• [Instrução A] Devolva, sem alterações, a parte do trecho sobre o direito de defesa que vai de "Geralmente o autor" até "constitucional da igualdade.", incluindo essas palavras.
• [Instrução B] Traduza para o inglês esta frase do trecho sobre o direito de defesa: "Tão ou mais perigoso quanto o perigo na demora é o perigo na pressa em decidir."

• [Trecho para leitura]

----

O processo visa pacificar, em cada caso concreto, os conflitos de interesses entre as partes litigantes, sendo óbvio que de um a lado está o autor e do outro o réu, porém, muitas vezes, este fato é esquecido pelo julgador.

As últimas inovações processuais trazidas pelas mini-reformas do CPC valorizaram mecanismos de proteção aos direitos dos autores e de certa forma esqueceram o direito de defesa dos réus.

O direito de defesa no nosso ordenamento jurídico não nasceu com a Constituição de 1.998, mas a partir desta foi sobremaneira valorizado.

Prescreve o art. 5º da CF/88, nos seus incisos LIV e LV:

"Art. 5º Todos são iguais perante a lei, sem distinção de qualquer natureza, garantindo-se aos brasileiros e aos estrangeiros residentes no País a inviolabilidade do direito à vida, à liberdade, à igualdade, à segurança e à propriedade, nos termos seguintes:

"LIV - ninguém será privado da liberdade ou de seus bens sem o devido processo legal;"

"LV - aos litigantes, em processo judicial ou administrativo, e aos acusados em geral são assegurados o contraditório e ampla defesa, com os meios e recursos a ela inerentes;

Geralmente o autor alega que o tempo e a demora processuais podem causar prejuízos ao seu direito, porém, por outro ponto, não pode ser relegado a plano inferior o direito de defesa do réu. Deve o julgador procurar equilibrar as armas processuais das partes, impondo a aplicação material do princípio constitucional da igualdade.

Tão ou mais perigoso quanto o perigo na demora é o perigo na pressa em decidir.

Não são raras as concessões de tutelas de urgência sem ouvir a parte contrária que logo são derrubadas pelos tribunais, deixando grandes rastros de prejuízos irreparáveis para os réus.

----

• [Linhas extraídas]
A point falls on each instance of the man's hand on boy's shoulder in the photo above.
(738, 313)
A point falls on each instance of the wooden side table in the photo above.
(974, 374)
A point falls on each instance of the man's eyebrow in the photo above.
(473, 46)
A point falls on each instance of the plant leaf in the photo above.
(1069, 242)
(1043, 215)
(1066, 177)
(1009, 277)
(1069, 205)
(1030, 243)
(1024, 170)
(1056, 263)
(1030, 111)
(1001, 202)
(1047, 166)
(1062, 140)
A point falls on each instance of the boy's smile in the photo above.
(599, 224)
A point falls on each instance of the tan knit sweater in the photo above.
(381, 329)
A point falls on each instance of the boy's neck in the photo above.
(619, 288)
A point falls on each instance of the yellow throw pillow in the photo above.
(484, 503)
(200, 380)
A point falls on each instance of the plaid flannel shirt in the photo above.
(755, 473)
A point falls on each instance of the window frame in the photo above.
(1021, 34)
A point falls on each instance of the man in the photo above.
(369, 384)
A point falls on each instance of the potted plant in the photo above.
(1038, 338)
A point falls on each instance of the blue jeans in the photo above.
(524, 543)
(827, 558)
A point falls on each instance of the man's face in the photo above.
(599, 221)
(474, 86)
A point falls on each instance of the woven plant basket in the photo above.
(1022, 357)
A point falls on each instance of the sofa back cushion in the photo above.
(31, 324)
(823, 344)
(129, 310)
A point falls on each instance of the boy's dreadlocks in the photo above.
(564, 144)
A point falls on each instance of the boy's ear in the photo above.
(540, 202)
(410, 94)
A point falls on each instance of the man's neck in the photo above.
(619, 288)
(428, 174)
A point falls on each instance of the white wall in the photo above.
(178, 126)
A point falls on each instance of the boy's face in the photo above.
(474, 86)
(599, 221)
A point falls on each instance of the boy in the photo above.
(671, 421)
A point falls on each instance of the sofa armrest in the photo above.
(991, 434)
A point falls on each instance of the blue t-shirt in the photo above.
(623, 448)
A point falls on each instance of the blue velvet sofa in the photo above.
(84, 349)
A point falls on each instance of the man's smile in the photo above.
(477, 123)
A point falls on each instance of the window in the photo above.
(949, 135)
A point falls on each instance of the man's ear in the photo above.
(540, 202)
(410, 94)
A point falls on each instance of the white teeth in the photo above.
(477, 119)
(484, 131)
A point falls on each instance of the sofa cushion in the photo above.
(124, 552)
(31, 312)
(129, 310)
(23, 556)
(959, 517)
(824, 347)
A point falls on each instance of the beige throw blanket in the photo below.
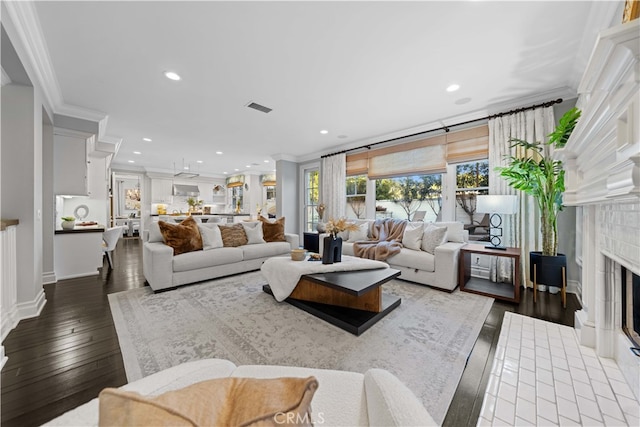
(386, 240)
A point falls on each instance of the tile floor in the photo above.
(542, 376)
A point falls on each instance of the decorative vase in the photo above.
(68, 225)
(332, 250)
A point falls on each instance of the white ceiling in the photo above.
(367, 70)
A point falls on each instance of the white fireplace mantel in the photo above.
(602, 163)
(603, 153)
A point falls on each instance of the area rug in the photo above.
(425, 341)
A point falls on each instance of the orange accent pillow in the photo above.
(229, 401)
(273, 231)
(233, 235)
(182, 237)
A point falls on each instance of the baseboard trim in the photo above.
(27, 310)
(75, 276)
(10, 319)
(49, 277)
(573, 287)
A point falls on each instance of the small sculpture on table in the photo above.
(332, 249)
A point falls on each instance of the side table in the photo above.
(503, 291)
(311, 241)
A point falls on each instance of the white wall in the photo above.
(48, 207)
(22, 189)
(288, 203)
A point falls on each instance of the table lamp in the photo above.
(495, 205)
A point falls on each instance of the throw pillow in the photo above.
(221, 401)
(182, 237)
(211, 236)
(362, 233)
(433, 237)
(253, 230)
(155, 235)
(455, 231)
(233, 235)
(273, 231)
(412, 236)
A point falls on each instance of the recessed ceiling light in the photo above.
(172, 75)
(462, 101)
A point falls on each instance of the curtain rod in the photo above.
(447, 128)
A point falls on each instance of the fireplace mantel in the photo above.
(603, 154)
(602, 163)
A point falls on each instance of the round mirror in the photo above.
(81, 212)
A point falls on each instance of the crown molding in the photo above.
(26, 23)
(27, 26)
(602, 16)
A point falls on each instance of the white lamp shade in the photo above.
(500, 204)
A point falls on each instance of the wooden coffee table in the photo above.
(351, 300)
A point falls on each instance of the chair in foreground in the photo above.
(110, 238)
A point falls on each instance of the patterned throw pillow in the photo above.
(254, 233)
(273, 231)
(211, 236)
(233, 235)
(182, 237)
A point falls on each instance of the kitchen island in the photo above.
(77, 252)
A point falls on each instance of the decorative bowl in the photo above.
(298, 254)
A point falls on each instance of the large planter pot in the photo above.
(332, 250)
(549, 271)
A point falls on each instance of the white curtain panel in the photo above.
(333, 189)
(522, 229)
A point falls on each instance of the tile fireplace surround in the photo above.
(602, 161)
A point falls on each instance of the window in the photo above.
(402, 197)
(236, 197)
(356, 195)
(472, 179)
(311, 217)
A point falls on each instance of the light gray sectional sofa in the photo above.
(343, 398)
(163, 270)
(439, 269)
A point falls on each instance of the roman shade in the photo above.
(235, 181)
(422, 157)
(468, 145)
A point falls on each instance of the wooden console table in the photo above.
(503, 291)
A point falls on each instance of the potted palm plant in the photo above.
(541, 176)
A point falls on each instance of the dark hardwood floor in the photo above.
(65, 356)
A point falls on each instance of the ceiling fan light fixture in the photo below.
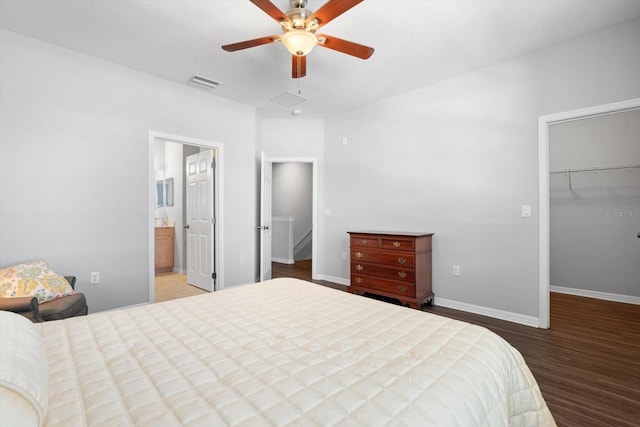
(299, 42)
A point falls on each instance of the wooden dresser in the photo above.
(164, 249)
(392, 264)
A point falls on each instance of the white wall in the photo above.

----

• [Resposta esperada A]
Geralmente o autor alega que o tempo e a demora processuais podem causar prejuízos ao seu direito, porém, por outro ponto, não pode ser relegado a plano inferior o direito de defesa do réu. Deve o julgador procurar equilibrar as armas processuais das partes, impondo a aplicação material do princípio constitucional da igualdade.

• [Resposta esperada B] As dangerous as the danger of delay, or even more so, is the danger of haste in deciding.